══ EXCERPTED PASSAGE ══
# Its Time to make the Doughnuts...



## wingnutooa (Jan 16, 2009)

so my primary is empty. i want to refill it.

i was thinking about a watermelon wine but i've heard that it spoils quickly.

i dont want to add anything else but watermelon. no hybrids.



it does raise a question though. do all melons spoil as easily. honeydew, cantaloup



what can i do to make a successful batch.

i've found melons at the store, should i be waiting till they are in season?

if so what are some other recipes i can make during the winter.


----------



## jbullard1 (Jan 16, 2009)

i can only comment on one part of this
Wait until the melons are available locally grown 
What we get now comes from the southern hemisphere


----------



## arcticsid (Jan 16, 2009)

I want in on this too Wing. I'd like to make a watermelon wine but around here, if you can find them they'd be outrageously expensive. Melons intrigue me too, will be following the thread.
Troy


----------



## cpfan (Jan 16, 2009)

wingnut:

you need to spend some time puttering around Jack Keller's web-site.

You can also make wine from fruit juices. I have a gallon of apple/grape (or maybe grape/apple) on the go. Gotta bottle it SOON. It was made from bottles of juice from the grocery store. I just started a batch of Fruitopia wine (Strawberry Passion Awareness). This particular Fruitopia product is apparently only available in Canada. But cruise down the grocery store's juice aisles checking out the sales(the canned & bottled aisle and the refrigerated juice area). My Fruitopia was half price or less (depending where you shop).

I was in the juice aisle today looking at a couple of prospects and wondering if are ever on sale.

Remember no sorbate no benzoate.

Steve


----------



## jbullard1 (Jan 16, 2009)

I got a white grape/ peach and a raspberry/white grape going and also a cranberry/apple all had K metabisulfite (sp) but I had no problems getting fermentation started. I did not add campden 

The raspberry is already beautifully clear after 3 weeks

Jack Keller's site has lots of good stuff to experiment with


----------



## gregmeetsworld (Jan 16, 2009)

That white grape/ peach sound good!


----------
═══
══ DATASET RECORDS ══
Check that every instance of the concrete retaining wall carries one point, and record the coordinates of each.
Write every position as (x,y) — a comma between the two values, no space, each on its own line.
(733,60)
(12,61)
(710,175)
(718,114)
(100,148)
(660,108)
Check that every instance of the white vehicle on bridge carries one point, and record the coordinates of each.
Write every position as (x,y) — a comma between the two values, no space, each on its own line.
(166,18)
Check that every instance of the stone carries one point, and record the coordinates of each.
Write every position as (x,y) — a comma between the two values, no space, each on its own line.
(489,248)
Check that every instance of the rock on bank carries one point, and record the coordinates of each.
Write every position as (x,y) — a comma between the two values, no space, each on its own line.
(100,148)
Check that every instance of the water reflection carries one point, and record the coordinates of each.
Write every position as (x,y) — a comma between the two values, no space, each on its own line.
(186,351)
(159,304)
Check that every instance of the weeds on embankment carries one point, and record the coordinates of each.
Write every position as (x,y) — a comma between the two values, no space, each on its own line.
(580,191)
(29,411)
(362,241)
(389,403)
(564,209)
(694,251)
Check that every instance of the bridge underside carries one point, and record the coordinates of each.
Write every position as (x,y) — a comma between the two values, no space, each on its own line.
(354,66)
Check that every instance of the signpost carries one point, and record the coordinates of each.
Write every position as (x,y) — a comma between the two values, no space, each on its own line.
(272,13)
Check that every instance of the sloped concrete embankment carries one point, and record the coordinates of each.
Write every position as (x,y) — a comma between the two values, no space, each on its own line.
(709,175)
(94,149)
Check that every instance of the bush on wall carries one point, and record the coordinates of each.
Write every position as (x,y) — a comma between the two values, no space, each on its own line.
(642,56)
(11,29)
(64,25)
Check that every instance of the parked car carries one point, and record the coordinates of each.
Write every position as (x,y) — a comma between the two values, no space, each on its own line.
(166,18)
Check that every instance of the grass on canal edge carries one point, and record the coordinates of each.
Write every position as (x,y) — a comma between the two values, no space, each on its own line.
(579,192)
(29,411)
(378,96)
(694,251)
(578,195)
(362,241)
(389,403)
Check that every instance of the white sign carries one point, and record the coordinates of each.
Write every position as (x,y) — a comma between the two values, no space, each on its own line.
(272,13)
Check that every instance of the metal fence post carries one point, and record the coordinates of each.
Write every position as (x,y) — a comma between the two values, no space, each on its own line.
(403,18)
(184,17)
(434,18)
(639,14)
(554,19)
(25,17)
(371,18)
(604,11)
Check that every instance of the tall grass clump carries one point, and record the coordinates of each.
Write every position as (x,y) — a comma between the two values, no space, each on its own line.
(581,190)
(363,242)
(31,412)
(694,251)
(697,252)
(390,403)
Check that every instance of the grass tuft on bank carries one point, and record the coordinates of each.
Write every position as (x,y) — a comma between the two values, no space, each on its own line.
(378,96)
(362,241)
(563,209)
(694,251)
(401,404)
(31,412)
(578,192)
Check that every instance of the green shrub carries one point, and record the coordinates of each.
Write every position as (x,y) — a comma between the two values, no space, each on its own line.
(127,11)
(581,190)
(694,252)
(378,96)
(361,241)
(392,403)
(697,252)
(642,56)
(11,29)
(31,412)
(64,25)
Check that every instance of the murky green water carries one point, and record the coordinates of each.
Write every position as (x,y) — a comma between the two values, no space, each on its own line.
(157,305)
═══
══ DATASET RECORDS ══
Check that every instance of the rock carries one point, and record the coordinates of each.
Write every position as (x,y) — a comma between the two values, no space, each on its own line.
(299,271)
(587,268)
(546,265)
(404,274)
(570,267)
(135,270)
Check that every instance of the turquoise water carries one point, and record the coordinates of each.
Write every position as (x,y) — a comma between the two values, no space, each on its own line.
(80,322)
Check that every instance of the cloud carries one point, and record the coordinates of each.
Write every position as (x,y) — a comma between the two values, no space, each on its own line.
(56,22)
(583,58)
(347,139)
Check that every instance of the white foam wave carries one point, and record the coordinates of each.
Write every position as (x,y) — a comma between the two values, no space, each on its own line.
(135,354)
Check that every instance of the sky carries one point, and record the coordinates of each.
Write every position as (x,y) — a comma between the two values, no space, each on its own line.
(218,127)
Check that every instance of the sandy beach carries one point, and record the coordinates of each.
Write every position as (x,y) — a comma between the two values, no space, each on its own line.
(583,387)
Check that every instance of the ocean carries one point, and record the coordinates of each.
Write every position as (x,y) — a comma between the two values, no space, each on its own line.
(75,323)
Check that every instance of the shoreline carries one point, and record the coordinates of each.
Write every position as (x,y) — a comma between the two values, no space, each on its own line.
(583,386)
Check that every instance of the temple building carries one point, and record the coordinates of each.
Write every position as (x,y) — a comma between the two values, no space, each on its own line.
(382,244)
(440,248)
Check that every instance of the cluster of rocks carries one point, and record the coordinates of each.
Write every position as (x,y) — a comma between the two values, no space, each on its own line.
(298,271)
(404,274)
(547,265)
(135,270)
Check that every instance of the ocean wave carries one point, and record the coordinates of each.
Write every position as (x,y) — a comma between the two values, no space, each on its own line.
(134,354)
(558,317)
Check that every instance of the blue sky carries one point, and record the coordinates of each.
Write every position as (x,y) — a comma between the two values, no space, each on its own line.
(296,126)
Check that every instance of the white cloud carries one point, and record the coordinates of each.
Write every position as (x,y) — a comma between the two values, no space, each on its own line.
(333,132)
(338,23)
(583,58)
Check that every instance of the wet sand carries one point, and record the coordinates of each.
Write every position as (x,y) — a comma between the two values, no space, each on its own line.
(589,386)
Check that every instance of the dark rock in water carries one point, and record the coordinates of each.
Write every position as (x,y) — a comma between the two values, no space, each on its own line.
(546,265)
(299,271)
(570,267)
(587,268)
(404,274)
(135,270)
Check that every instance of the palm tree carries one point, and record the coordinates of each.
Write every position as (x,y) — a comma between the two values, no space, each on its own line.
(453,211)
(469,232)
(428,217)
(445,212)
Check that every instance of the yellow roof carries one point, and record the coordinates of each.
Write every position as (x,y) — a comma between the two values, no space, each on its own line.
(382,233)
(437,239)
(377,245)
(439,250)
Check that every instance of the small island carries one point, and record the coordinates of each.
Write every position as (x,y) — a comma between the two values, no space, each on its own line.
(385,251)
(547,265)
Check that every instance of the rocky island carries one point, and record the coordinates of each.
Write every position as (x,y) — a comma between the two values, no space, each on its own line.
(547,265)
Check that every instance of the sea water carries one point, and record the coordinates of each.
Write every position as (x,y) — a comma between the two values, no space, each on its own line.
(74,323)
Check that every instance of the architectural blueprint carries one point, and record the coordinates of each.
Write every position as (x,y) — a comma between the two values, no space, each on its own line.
═══
(WHAT THIS TASK INVOLVES) Write out, word for word, the portion of the watermelon wine thread starting at "you need to" and ending at "ever on sale.".

(REPLY TO THE EXERCISE)
you need to spend some time puttering around Jack Keller's web-site.

You can also make wine from fruit juices. I have a gallon of apple/grape (or maybe grape/apple) on the go. Gotta bottle it SOON. It was made from bottles of juice from the grocery store. I just started a batch of Fruitopia wine (Strawberry Passion Awareness). This particular Fruitopia product is apparently only available in Canada. But cruise down the grocery store's juice aisles checking out the sales(the canned & bottled aisle and the refrigerated juice area). My Fruitopia was half price or less (depending where you shop).

I was in the juice aisle today looking at a couple of prospects and wondering if are ever on sale.